=== TASK DESCRIPTION ===
Render every line of the data below as a numbered list, skipping blank lines and omitting the pictures.

=== TASK INPUTS ===
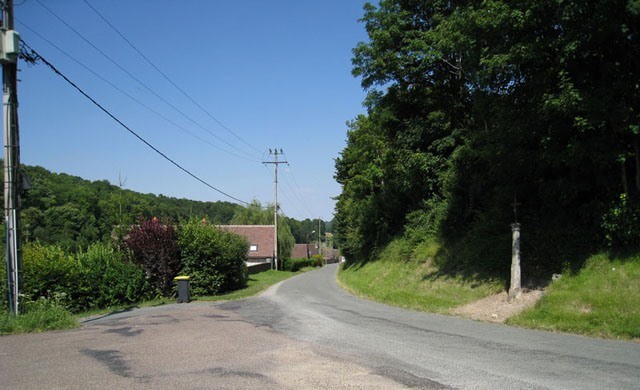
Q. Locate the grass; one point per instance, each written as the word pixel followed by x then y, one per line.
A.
pixel 45 315
pixel 255 285
pixel 601 300
pixel 406 278
pixel 39 316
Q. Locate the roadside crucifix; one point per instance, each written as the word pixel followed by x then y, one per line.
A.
pixel 515 289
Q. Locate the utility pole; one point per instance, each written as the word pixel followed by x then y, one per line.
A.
pixel 10 47
pixel 319 242
pixel 275 163
pixel 515 288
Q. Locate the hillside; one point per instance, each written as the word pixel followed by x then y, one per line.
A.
pixel 73 212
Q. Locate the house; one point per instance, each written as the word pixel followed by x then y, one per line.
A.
pixel 260 238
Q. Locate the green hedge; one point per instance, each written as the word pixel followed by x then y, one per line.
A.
pixel 213 258
pixel 294 265
pixel 95 278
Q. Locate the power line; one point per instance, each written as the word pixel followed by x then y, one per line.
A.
pixel 158 114
pixel 34 55
pixel 168 79
pixel 145 86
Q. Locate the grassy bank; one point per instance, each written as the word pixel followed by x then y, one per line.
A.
pixel 408 279
pixel 46 315
pixel 601 300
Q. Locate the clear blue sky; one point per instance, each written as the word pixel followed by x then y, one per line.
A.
pixel 276 73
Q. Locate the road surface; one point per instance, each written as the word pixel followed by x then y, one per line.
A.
pixel 308 333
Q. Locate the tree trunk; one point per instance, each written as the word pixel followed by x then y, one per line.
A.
pixel 637 161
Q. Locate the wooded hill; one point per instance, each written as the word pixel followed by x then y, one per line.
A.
pixel 476 107
pixel 73 212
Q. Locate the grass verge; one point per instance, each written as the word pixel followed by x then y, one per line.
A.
pixel 44 315
pixel 601 300
pixel 39 316
pixel 255 285
pixel 413 284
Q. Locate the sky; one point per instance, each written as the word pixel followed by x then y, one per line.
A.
pixel 263 75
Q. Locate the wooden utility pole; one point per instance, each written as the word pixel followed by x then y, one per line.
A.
pixel 275 163
pixel 515 288
pixel 10 44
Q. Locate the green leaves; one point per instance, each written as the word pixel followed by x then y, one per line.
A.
pixel 473 103
pixel 213 258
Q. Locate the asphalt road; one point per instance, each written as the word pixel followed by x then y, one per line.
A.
pixel 432 351
pixel 306 333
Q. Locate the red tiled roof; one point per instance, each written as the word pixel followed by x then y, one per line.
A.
pixel 300 251
pixel 259 236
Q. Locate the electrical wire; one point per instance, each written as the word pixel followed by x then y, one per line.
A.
pixel 134 99
pixel 167 77
pixel 36 55
pixel 145 86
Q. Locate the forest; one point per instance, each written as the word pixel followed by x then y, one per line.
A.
pixel 481 114
pixel 74 213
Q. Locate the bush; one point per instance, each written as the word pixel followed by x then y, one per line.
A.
pixel 47 270
pixel 295 265
pixel 213 258
pixel 93 279
pixel 104 279
pixel 153 245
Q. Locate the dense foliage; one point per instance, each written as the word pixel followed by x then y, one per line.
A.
pixel 213 258
pixel 95 278
pixel 474 107
pixel 154 246
pixel 295 265
pixel 73 213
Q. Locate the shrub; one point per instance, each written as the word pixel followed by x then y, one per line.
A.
pixel 318 260
pixel 153 245
pixel 47 270
pixel 213 258
pixel 104 279
pixel 295 265
pixel 96 278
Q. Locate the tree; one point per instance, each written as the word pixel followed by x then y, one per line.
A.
pixel 154 246
pixel 473 104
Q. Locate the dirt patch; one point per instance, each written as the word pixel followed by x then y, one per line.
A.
pixel 496 308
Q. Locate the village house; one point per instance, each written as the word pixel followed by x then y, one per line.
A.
pixel 261 246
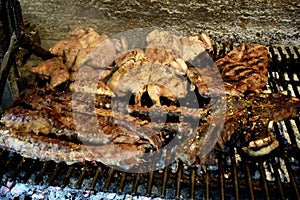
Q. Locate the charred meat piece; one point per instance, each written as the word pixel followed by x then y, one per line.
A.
pixel 44 115
pixel 54 70
pixel 251 116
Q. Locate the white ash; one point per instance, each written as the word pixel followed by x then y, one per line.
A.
pixel 37 192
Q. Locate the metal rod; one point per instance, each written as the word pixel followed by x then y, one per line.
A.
pixel 292 179
pixel 221 177
pixel 192 183
pixel 81 177
pixel 249 180
pixel 178 180
pixel 136 184
pixel 32 167
pixel 55 174
pixel 122 182
pixel 164 182
pixel 39 177
pixel 17 169
pixel 235 176
pixel 6 65
pixel 264 182
pixel 277 177
pixel 207 186
pixel 68 175
pixel 149 183
pixel 108 180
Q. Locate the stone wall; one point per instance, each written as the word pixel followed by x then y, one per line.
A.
pixel 261 21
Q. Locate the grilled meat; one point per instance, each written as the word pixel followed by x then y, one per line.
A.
pixel 245 68
pixel 91 122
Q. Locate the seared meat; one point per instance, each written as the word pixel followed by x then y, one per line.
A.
pixel 245 68
pixel 56 117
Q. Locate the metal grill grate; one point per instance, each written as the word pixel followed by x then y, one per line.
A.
pixel 234 176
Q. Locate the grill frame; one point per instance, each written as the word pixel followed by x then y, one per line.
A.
pixel 237 179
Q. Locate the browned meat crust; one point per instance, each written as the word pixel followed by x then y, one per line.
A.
pixel 245 68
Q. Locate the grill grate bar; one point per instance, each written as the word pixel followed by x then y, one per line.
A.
pixel 221 176
pixel 207 185
pixel 108 180
pixel 122 182
pixel 292 179
pixel 54 174
pixel 17 169
pixel 192 184
pixel 249 179
pixel 136 184
pixel 178 180
pixel 33 165
pixel 68 176
pixel 41 173
pixel 277 178
pixel 149 183
pixel 95 178
pixel 235 176
pixel 264 182
pixel 81 177
pixel 296 51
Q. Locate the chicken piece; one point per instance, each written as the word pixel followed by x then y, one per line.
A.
pixel 53 70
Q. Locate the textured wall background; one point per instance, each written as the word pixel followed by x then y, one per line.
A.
pixel 261 21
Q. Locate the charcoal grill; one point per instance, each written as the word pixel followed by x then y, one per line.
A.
pixel 235 176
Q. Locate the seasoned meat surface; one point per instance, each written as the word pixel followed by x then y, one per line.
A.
pixel 93 120
pixel 245 68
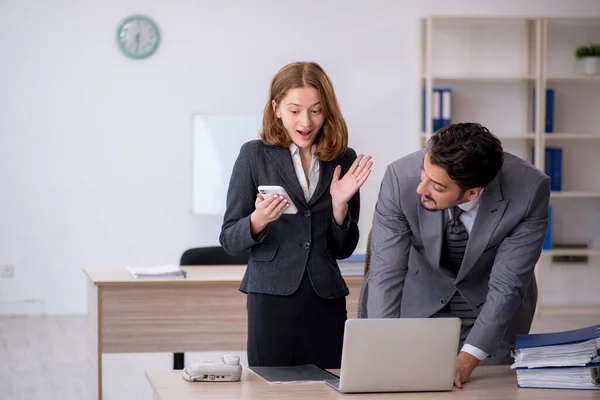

=== COMPLETE RESPONSE ===
1. Q. Locate the grass; one point per instance, each written as the word pixel followed by x then y, one per line.
2. A.
3. pixel 45 315
4. pixel 255 285
5. pixel 601 300
6. pixel 406 278
7. pixel 39 316
8. Q. Locate the roadside crucifix; one point per instance, each written as the word pixel followed by x then y, one per line.
9. A.
10. pixel 515 289
11. Q. Locate the utility pole; one point per instance, each written as the word pixel followed by x then y, one per line.
12. A.
13. pixel 10 47
14. pixel 319 242
15. pixel 275 163
16. pixel 515 288
17. Q. Locate the hillside; one point per instance, each written as the word pixel followed by x then y, one per line.
18. A.
19. pixel 73 212
20. Q. Locate the house; one point per instance, each written as the word pixel followed by x then y, one per line.
21. A.
22. pixel 260 238
23. Q. Locate the green hedge; one point per instance, each written as the word pixel followed by x then y, one per line.
24. A.
25. pixel 213 258
26. pixel 294 265
27. pixel 95 278
28. Q. Locate the power line; one point per instance, each written as the word pixel followed by x then y, one per line.
29. A.
30. pixel 158 114
31. pixel 34 55
32. pixel 168 79
33. pixel 145 86
34. Q. Locate the grassy bank; one point per instance, each written as the word pixel followed by x then y, one per line.
35. A.
36. pixel 408 279
37. pixel 46 315
38. pixel 601 300
39. Q. Locate the clear blue sky; one point per instance, each written as the word pixel followed by x then y, one per line.
40. A.
41. pixel 276 73
42. Q. Locate the road surface; one point per instance, each written as the word pixel followed by x then y, one per line.
43. A.
44. pixel 308 333
45. Q. Locate the tree trunk; one point per instance, each written as the word pixel followed by x then y, one per line.
46. A.
47. pixel 637 161
48. Q. Locate the wooded hill; one point per instance, each written as the word pixel followed by x then y, one per line.
49. A.
50. pixel 476 107
51. pixel 73 212
52. Q. Locate the grass verge; one point per instance, each written as the word pixel followed by x then y, one per line.
53. A.
54. pixel 44 315
55. pixel 601 300
56. pixel 39 316
57. pixel 255 285
58. pixel 413 284
59. Q. Locate the sky; one point per instance, each written as the word pixel followed by x then y, one per line.
60. A.
61. pixel 263 75
62. Q. Locate the wooden utility pole; one point per instance, each written as the word pixel followed by x then y, one per line.
63. A.
64. pixel 275 163
65. pixel 515 288
66. pixel 10 44
67. Q. Locate the green leaves; one point per instance, each written as the word pixel followed by x then y, one per line.
68. A.
69. pixel 473 103
70. pixel 213 258
71. Q. Locate the asphalt road; one point per instance, each written as the word pixel followed by x then y, one per line.
72. A.
73. pixel 432 351
74. pixel 306 333
75. Q. Locate the red tiled roof; one point per instance, each written as the word pixel followed by x then y, one per line.
76. A.
77. pixel 300 251
78. pixel 259 236
79. Q. Locate the electrical wire; one point per instance, each written as the word pixel followed by x then y, one per line.
80. A.
81. pixel 134 99
82. pixel 167 77
83. pixel 36 55
84. pixel 145 86
85. Q. Locate the forest; one point per instance, each written as the word pixel followed by x then y, one per line.
86. A.
87. pixel 481 114
88. pixel 74 213
89. Q. Locate the bush; one point per instance, each written as the word pixel followed by x then y, one per line.
90. A.
91. pixel 47 270
92. pixel 295 265
93. pixel 213 258
94. pixel 93 279
95. pixel 104 279
96. pixel 153 245
97. Q. Locate the dense foliage; one point per instance, each written as the word pixel followed by x then y, one per line.
98. A.
99. pixel 213 258
100. pixel 95 278
101. pixel 474 107
102. pixel 154 246
103. pixel 295 265
104. pixel 73 213
105. Q. Locate the shrub; one point per instance, each written as the word pixel followed by x then y, one per line.
106. A.
107. pixel 318 260
108. pixel 153 245
109. pixel 47 270
110. pixel 213 258
111. pixel 104 279
112. pixel 295 265
113. pixel 96 278
114. Q. Locate the tree; one point per instance, each written as the word pixel followed by x then y, one per line.
115. A.
116. pixel 154 246
117. pixel 473 104
118. Q. Locate the dirt patch; one point per instance, each written as the word pixel followed by x then y, one per line.
119. A.
120. pixel 496 308
121. Q. Locate the village house; one point per instance, each written as the word pixel followed by x then y, one per line.
122. A.
123. pixel 261 246
124. Q. Locate the charred meat piece; one point per instance, each written as the word pixel followed by x then y, one per line.
125. A.
126. pixel 44 115
127. pixel 54 70
128. pixel 251 116
129. Q. Locate the white ash; one point per instance, each written as the word pixel followed by x then y, one per line.
130. A.
131. pixel 37 192
132. Q. Locate the metal rod; one point per instance, each written as the word pixel followed by x then y, one per line.
133. A.
134. pixel 292 179
135. pixel 221 177
136. pixel 192 183
137. pixel 81 177
138. pixel 249 180
139. pixel 178 180
140. pixel 136 184
141. pixel 32 167
142. pixel 55 174
143. pixel 122 182
144. pixel 164 182
145. pixel 39 177
146. pixel 17 169
147. pixel 235 176
148. pixel 6 65
149. pixel 264 182
150. pixel 277 177
151. pixel 207 186
152. pixel 68 175
153. pixel 149 183
154. pixel 108 180
155. Q. Locate the stone wall; one point per instance, each written as the word pixel followed by x then y, one per line.
156. A.
157. pixel 261 21
158. Q. Locate the grilled meat; one point per instance, each written as the word pixel followed by x then y, one per line.
159. A.
160. pixel 245 68
161. pixel 91 122
162. Q. Locate the seared meat; one point per instance, each written as the word pixel followed by x then y, one per line.
163. A.
164. pixel 245 68
165. pixel 56 117
166. Q. Locate the metal grill grate; one point per instance, each written as the word pixel followed by x then y, one per line.
167. A.
168. pixel 234 176
169. Q. Locate the grill frame; one point per instance, each written as the word pixel followed by x then y, one per line.
170. A.
171. pixel 237 179
172. Q. Locate the browned meat crust; one point per instance, each written as the word pixel followed by x then y, one per line.
173. A.
174. pixel 245 68
175. Q. Locate the grill grate bar; one point per instance, each written as the word pixel followed by x then y, one per line.
176. A.
177. pixel 221 176
178. pixel 207 185
179. pixel 108 180
180. pixel 122 182
181. pixel 292 179
182. pixel 54 174
183. pixel 17 169
184. pixel 192 184
185. pixel 249 179
186. pixel 136 184
187. pixel 178 180
188. pixel 33 165
189. pixel 68 176
190. pixel 41 173
191. pixel 277 178
192. pixel 149 183
193. pixel 95 178
194. pixel 235 176
195. pixel 264 182
196. pixel 81 177
197. pixel 296 51
198. Q. Locate the chicken piece; one point per instance, each written as the word pixel followed by x then y, one per line.
199. A.
200. pixel 53 70
201. Q. Locate the textured wall background; one point per instance, each written as the word pixel followed by x then y, one per line.
202. A.
203. pixel 261 21
204. Q. Locate the charcoal grill; one point per instance, each written as the word pixel followed by x then y, one per line.
205. A.
206. pixel 235 176
207. Q. Locate the seasoned meat surface; one point per instance, each written as the word pixel followed by x then y, one per line.
208. A.
209. pixel 93 120
210. pixel 245 68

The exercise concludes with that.